Task requirements - Update the listing, starting at the line that contains "of the overcast" and stopping after the line that contains "column 713, row 46". Replace "overcast sky" with "cloudy sky", reproduce only those lines, and keep everything else in them the same.

Supplied material -
** START **

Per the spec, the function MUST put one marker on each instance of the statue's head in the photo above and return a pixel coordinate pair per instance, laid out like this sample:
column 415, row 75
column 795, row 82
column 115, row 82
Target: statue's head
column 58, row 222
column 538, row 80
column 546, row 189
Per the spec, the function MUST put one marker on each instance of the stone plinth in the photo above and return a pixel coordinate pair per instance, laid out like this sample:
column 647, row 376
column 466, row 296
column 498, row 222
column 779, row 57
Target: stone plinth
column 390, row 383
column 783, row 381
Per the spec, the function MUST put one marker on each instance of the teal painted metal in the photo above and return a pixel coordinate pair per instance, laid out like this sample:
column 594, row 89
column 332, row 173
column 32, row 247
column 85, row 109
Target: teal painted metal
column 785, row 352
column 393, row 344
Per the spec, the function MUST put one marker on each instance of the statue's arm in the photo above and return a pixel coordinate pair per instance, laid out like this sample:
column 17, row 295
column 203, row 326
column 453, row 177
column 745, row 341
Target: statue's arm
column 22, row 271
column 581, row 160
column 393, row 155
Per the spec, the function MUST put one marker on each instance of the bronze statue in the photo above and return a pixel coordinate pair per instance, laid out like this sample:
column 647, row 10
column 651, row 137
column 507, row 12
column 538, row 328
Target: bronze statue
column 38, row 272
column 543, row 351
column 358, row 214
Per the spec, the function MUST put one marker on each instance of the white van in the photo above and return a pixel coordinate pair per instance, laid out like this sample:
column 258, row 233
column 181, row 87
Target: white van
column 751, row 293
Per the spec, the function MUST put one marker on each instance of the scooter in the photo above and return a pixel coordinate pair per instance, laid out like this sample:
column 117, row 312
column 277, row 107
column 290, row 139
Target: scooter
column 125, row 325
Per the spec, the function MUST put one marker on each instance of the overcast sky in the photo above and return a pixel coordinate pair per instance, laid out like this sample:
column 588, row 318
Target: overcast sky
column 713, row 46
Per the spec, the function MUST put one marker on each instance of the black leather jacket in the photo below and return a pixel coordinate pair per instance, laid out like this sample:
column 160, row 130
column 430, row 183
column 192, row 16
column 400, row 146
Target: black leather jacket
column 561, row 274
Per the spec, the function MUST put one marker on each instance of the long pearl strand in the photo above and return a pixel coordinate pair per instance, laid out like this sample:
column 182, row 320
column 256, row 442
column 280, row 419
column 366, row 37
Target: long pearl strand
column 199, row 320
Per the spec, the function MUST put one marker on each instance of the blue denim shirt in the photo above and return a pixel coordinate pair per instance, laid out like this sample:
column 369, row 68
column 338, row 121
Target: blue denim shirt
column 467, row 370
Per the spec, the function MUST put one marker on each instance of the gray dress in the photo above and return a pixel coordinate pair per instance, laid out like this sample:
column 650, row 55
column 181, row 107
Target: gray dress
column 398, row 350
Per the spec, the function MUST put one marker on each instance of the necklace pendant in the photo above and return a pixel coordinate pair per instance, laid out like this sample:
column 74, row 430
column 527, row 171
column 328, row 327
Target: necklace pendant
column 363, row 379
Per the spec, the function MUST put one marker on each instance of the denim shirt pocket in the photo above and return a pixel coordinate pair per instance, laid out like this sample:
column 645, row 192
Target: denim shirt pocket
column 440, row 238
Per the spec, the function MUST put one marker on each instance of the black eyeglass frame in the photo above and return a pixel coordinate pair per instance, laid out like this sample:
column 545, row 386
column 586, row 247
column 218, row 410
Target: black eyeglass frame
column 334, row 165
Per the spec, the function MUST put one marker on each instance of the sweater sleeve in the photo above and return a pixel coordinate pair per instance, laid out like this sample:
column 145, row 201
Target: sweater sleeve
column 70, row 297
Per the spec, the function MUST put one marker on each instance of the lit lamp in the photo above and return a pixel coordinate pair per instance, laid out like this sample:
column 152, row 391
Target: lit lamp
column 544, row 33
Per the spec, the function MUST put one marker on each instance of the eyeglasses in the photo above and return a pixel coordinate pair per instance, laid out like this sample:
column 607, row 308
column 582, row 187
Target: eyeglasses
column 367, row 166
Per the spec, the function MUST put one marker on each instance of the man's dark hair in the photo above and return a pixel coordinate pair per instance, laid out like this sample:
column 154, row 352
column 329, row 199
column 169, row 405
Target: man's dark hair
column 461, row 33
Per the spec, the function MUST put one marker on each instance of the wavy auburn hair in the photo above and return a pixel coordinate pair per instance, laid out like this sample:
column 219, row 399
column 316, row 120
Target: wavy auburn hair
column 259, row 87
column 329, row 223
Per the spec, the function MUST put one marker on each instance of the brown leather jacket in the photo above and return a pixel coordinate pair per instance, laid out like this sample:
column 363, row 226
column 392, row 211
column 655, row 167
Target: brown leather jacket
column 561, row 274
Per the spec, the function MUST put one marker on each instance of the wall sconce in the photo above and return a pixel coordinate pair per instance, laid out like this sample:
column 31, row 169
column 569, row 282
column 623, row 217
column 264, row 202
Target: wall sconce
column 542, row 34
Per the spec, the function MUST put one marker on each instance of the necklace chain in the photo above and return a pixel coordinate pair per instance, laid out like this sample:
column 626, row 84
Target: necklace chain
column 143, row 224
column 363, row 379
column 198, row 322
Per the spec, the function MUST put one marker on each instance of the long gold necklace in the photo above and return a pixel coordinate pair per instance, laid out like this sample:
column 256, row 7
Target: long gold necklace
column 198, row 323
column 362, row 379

** END **

Response to this exercise -
Per the spec, the function MUST put one marker on each instance of the cloudy sky in the photo above and return a pixel coordinate pair per instance, laid out like this sample:
column 588, row 318
Target: cloudy sky
column 713, row 46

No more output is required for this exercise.